EXERCISE BRIEF: All of the records should be reproduced word for word, but no images may appear in the copy.

INFORMATION SHOWN:
»»

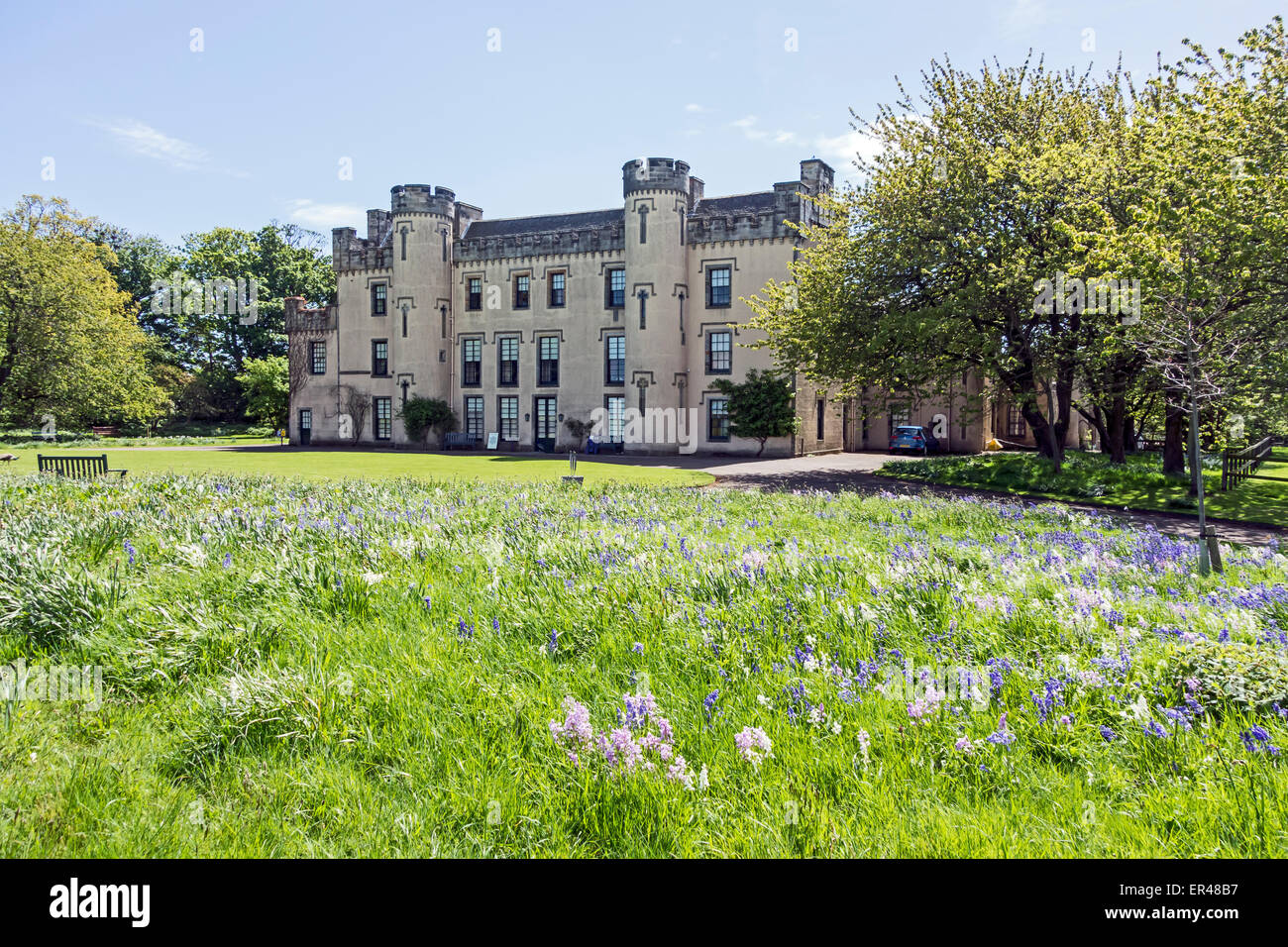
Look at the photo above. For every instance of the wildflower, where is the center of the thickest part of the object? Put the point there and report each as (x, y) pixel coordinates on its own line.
(679, 772)
(754, 745)
(1001, 736)
(1257, 740)
(576, 728)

««

THE ANSWER:
Look at the photo above. For every instance of the wildflower, where is the center of the thickest part of the object? Put the point there and report each as (x, y) pixel coordinates on its own line.
(679, 772)
(754, 745)
(1001, 736)
(1257, 740)
(576, 728)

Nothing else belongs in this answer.